## Set problem
Reproduce the records below in their entirety, character for character.

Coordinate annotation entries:
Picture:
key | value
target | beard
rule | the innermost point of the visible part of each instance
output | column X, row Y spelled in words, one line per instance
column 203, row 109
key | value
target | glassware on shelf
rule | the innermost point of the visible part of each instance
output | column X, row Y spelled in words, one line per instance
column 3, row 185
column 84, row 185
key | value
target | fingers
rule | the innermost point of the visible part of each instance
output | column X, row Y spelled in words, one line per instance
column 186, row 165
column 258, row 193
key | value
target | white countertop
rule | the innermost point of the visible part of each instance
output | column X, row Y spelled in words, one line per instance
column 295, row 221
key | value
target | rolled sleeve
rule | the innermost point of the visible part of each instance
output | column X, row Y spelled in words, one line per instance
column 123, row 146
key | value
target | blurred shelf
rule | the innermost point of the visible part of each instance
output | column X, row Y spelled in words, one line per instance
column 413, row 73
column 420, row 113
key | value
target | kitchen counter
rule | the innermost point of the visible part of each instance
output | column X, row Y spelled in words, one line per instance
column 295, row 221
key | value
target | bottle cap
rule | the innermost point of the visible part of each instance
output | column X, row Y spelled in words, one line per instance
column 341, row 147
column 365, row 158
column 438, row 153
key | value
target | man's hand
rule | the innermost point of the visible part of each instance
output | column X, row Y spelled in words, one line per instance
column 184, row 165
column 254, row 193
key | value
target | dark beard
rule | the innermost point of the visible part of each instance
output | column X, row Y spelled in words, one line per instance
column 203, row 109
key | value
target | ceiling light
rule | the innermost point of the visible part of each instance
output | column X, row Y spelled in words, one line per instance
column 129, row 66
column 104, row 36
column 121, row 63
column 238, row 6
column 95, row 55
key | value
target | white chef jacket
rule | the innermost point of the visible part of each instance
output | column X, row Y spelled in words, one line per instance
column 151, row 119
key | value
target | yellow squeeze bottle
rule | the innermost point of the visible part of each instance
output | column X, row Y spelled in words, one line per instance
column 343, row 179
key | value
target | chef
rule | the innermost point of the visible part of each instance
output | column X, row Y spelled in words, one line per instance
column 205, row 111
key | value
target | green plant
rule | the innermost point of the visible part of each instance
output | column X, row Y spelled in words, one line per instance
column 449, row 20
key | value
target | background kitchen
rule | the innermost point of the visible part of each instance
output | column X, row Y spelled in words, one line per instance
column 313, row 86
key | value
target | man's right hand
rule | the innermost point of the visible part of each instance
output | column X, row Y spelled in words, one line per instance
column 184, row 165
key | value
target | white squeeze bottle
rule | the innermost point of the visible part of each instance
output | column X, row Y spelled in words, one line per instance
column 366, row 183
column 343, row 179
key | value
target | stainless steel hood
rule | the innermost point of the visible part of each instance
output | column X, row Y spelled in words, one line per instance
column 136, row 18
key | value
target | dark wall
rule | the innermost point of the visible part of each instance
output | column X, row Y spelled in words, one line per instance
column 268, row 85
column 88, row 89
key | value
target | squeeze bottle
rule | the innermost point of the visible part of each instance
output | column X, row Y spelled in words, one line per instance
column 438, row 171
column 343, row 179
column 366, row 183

## Problem solution
Picture:
key | value
target | beard
rule | the innermost point of the visible part of each instance
output | column X, row Y spelled in words, one line per instance
column 203, row 109
key | value
target | glassware on shelf
rule | the innermost point of the visible part of each instance
output | column X, row Y spelled in words, one line per instance
column 3, row 185
column 84, row 185
key | value
target | fingers
rule | the innermost point of the visible part of each instance
output | column X, row Y spelled in words, one line per instance
column 186, row 165
column 258, row 193
key | value
target | white countertop
rule | the innermost point of the visible part of each instance
output | column X, row Y spelled in words, one line per instance
column 295, row 221
key | value
target | rolled sleeve
rule | the innermost point of the visible part of each instance
output | column X, row Y spelled in words, one line per instance
column 123, row 146
key | value
target | blurred shelf
rule | the innermost point of the visible part of each instance
output | column X, row Y spelled in words, one line per instance
column 413, row 73
column 420, row 113
key | value
target | kitchen counter
rule | the innermost point of the visible part of each instance
output | column X, row Y spelled in words, one line per instance
column 295, row 221
key | value
target | bottle cap
rule | the innermost point of the visible part of each instance
output | column X, row Y spelled in words, one line per instance
column 341, row 147
column 365, row 158
column 438, row 153
key | value
target | man's hand
rule | the innermost point of the visible part of each instance
output | column X, row Y spelled in words, one line per instance
column 184, row 165
column 254, row 193
key | value
target | dark beard
rule | the innermost point of the visible part of each instance
output | column X, row Y spelled in words, one line per instance
column 203, row 109
key | value
target | ceiling light
rule | the innermost point of the visible part of each instance
output | column X, row Y spelled in words, one line per instance
column 129, row 66
column 104, row 36
column 121, row 63
column 238, row 6
column 95, row 55
key | value
target | white chef jacket
rule | the innermost point of the visible part of each instance
output | column X, row Y spelled in words, one line per instance
column 151, row 119
key | value
target | yellow squeeze bottle
rule | the innermost point of the visible part of each instance
output | column X, row Y spelled in words, one line per instance
column 343, row 179
key | value
target | chef
rule | the innermost point of the visible part of each instance
output | column X, row Y spelled in words, one line per instance
column 205, row 111
key | value
target | green plant
rule | the innermost point of the visible part of each instance
output | column X, row Y spelled in words, one line per instance
column 449, row 20
key | value
target | background kitchen
rule | the innermost point of the visible part of each instance
output | column X, row Y spelled in words, one line per instance
column 313, row 86
key | value
target | man's right hand
rule | the innermost point of the visible part of each instance
output | column X, row Y spelled in words, one line per instance
column 184, row 165
key | value
target | white squeeze bottle
rule | the innermost point of the visible part of each instance
output | column X, row Y spelled in words, one line per instance
column 366, row 183
column 343, row 179
key | value
target | stainless steel hood
rule | the innermost point of the visible part of each instance
output | column X, row Y spelled in words, one line per instance
column 136, row 18
key | value
target | dark wall
rule | the innermost point of the visible part of each instance
output | column X, row Y spelled in words, one line per instance
column 268, row 85
column 88, row 89
key | value
target | squeeze bottle
rule | the innermost point of the visible part of each instance
output | column X, row Y spelled in words, one line per instance
column 438, row 171
column 343, row 179
column 366, row 183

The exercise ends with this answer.